Region pointing data
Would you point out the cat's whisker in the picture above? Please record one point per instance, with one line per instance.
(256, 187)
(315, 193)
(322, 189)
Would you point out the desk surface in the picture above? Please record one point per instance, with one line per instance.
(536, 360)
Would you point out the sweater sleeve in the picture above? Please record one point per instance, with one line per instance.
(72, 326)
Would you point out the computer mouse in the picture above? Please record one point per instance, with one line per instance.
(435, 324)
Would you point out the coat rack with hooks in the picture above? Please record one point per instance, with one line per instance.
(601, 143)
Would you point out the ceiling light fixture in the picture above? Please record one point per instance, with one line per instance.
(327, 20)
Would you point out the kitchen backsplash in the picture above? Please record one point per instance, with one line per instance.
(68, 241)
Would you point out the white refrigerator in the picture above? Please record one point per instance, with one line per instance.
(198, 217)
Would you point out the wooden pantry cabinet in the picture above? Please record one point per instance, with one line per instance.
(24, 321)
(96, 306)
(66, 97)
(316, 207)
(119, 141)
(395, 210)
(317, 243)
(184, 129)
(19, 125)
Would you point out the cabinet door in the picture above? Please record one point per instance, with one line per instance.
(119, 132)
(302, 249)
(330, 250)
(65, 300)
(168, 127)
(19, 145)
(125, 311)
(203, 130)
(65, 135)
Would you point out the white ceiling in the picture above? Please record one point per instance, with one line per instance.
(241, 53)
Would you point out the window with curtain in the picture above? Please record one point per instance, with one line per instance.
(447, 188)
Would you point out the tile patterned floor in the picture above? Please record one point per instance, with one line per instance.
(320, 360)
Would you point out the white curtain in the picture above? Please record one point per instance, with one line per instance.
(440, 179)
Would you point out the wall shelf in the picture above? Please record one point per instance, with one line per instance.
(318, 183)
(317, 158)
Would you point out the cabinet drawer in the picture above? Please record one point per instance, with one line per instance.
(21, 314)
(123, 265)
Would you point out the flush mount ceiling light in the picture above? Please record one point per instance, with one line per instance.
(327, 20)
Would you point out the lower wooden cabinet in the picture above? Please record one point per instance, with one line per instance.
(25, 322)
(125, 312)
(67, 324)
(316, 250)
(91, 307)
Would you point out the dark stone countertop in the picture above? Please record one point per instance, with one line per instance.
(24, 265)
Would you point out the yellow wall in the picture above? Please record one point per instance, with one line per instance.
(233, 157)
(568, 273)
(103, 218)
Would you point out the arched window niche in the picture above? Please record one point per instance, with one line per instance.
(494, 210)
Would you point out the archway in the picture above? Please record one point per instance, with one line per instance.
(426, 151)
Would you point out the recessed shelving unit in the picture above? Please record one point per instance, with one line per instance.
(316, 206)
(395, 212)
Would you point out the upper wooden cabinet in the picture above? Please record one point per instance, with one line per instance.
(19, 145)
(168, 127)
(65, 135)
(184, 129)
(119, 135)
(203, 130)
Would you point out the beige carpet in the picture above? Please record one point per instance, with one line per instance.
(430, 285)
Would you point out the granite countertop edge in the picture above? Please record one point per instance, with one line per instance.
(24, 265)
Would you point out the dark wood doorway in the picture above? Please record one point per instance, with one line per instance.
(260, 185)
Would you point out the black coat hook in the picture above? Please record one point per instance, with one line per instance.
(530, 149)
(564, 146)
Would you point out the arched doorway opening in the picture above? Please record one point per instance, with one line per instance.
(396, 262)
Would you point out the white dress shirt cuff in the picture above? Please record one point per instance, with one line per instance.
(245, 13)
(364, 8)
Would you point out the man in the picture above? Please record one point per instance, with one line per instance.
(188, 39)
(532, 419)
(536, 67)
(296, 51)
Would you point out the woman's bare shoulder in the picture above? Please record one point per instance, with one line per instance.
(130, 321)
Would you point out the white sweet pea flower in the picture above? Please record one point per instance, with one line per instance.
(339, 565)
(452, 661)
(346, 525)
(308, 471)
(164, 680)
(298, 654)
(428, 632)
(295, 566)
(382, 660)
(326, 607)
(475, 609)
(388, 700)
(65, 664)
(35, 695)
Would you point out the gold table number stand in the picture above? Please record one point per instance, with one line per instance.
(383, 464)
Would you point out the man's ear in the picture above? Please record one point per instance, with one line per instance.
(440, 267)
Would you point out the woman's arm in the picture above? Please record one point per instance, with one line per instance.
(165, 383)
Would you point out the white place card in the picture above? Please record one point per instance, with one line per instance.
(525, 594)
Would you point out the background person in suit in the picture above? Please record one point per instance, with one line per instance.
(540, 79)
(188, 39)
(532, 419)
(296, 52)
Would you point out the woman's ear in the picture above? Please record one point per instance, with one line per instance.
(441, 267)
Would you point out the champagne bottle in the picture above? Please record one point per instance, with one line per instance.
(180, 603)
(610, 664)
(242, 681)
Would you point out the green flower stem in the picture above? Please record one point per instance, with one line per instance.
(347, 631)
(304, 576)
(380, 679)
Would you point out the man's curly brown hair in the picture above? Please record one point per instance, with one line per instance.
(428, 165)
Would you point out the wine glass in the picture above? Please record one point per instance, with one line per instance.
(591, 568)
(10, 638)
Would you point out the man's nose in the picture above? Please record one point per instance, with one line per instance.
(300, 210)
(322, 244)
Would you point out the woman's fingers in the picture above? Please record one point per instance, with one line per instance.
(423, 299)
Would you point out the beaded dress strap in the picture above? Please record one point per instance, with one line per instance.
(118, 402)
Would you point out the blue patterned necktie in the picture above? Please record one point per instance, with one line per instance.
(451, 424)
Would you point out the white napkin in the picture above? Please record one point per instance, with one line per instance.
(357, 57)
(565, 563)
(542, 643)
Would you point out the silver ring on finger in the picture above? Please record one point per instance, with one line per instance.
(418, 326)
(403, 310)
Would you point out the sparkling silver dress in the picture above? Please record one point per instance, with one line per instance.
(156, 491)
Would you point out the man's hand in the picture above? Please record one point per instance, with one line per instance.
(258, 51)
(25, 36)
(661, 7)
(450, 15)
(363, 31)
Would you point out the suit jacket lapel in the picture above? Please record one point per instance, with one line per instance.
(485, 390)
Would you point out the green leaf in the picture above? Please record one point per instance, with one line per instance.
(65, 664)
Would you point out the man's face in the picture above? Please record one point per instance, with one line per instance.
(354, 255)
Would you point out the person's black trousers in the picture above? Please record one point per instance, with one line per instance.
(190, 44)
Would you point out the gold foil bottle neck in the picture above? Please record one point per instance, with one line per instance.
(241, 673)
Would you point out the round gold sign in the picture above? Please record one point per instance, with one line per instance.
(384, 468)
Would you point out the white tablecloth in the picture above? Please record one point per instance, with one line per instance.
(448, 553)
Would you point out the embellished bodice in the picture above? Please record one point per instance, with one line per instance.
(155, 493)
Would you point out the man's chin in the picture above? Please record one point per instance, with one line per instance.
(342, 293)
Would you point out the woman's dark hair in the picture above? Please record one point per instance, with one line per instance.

▸ **What is needed**: Lines from the one with "Would you point out the embellished" through the end of the data: set these down exactly, including both ends and nothing more.

▸ **Task result**:
Would you point out the embellished bodice in the picture above? Please record one point per instance, with one line per instance.
(155, 493)
Would you point out the man's chin in the picture above? Please record one point per instance, with one line per instance.
(342, 293)
Would you point out the woman's dark hair in the picture above? Please record one point per instance, with one line per instance.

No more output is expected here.